Annotation dataset entries:
____________________

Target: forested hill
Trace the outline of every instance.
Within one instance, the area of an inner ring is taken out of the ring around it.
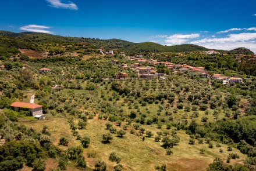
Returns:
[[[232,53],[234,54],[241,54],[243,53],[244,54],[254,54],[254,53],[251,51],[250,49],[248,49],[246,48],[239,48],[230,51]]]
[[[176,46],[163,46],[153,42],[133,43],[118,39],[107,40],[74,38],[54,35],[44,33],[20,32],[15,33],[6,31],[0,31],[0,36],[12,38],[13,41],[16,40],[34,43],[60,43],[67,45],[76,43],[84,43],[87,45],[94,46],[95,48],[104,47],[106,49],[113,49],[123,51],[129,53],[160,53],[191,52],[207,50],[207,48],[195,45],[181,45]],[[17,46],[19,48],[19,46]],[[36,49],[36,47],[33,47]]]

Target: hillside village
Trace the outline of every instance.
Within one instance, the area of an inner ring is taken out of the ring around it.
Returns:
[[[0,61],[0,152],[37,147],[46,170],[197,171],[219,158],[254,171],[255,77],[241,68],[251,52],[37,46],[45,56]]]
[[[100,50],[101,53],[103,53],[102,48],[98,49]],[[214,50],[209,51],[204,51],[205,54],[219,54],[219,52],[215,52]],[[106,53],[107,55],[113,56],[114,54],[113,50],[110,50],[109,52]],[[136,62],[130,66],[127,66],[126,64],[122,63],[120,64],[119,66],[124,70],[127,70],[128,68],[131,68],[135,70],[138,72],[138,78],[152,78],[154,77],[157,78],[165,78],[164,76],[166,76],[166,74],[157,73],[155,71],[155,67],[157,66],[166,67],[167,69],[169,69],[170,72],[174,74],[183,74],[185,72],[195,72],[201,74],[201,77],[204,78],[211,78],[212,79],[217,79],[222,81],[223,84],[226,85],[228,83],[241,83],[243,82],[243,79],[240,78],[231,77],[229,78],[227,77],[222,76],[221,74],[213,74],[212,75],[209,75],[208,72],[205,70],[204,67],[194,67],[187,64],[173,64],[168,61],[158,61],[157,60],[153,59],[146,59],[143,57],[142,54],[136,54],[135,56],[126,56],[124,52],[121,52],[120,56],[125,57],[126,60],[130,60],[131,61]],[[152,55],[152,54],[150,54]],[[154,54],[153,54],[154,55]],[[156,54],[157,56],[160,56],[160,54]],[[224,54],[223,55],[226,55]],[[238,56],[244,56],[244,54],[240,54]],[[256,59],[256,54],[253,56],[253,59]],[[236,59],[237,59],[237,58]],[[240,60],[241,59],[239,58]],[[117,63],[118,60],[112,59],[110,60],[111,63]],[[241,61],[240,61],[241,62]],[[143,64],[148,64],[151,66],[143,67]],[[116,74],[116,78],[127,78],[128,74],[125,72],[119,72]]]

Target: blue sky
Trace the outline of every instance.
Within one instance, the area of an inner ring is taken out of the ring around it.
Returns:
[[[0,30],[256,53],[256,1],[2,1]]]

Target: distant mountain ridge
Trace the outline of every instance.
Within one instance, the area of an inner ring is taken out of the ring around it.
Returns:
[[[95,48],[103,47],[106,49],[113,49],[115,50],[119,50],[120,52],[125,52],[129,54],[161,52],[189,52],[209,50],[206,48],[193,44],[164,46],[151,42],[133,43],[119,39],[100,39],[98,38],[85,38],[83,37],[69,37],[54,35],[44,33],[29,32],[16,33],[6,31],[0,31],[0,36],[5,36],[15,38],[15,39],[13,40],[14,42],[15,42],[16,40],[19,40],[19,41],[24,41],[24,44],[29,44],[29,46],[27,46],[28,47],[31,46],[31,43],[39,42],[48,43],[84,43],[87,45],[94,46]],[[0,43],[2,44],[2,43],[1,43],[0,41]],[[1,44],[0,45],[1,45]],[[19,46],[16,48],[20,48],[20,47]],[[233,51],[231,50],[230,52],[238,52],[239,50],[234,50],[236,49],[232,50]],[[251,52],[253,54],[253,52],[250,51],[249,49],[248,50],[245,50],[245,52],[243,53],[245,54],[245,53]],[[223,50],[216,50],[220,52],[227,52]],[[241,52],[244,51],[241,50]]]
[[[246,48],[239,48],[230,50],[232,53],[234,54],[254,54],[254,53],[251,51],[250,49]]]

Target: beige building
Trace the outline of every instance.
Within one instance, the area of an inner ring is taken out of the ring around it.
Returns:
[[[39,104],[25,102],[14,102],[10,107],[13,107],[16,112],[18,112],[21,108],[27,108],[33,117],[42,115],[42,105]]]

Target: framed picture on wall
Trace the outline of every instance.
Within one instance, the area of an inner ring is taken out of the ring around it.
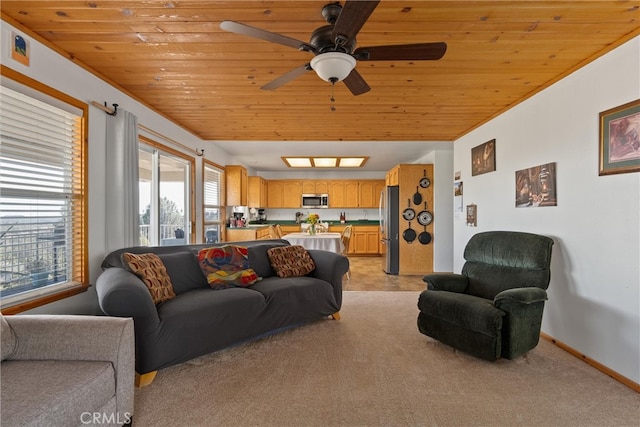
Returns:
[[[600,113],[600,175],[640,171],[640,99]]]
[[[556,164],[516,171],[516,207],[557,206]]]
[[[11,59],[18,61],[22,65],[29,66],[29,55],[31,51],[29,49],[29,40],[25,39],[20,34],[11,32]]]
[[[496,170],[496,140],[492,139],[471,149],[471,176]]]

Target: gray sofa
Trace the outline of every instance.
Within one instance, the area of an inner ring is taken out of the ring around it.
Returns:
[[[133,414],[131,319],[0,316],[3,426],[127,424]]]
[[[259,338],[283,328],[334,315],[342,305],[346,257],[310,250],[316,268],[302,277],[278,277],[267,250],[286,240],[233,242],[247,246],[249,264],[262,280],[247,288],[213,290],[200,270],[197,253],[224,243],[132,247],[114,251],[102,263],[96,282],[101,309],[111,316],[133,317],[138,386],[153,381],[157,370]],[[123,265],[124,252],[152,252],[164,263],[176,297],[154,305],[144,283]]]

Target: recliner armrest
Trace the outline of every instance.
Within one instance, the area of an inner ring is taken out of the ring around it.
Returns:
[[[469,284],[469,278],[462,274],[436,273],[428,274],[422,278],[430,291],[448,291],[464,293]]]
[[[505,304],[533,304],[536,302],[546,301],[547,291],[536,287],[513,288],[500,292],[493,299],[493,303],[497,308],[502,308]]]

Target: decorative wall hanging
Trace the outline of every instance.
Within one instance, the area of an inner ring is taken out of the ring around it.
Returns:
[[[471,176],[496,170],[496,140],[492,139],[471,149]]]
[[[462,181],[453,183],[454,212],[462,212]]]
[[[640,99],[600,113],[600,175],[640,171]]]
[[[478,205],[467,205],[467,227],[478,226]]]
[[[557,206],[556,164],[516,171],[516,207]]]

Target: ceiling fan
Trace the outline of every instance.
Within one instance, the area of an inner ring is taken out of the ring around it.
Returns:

____________________

Your objective: Write out again, unchanged, the part of the data that opens with the line containing "Target: gray sofa" and closes with the line containing "[[[133,414],[131,319],[0,316],[3,426],[127,424]]]", including both of those lines.

Response to the task:
Target: gray sofa
Trace the outline of every instance.
Within one instance, the area of an inner ring is taken out of the ring around it.
Returns:
[[[133,414],[131,319],[0,316],[3,426],[127,424]]]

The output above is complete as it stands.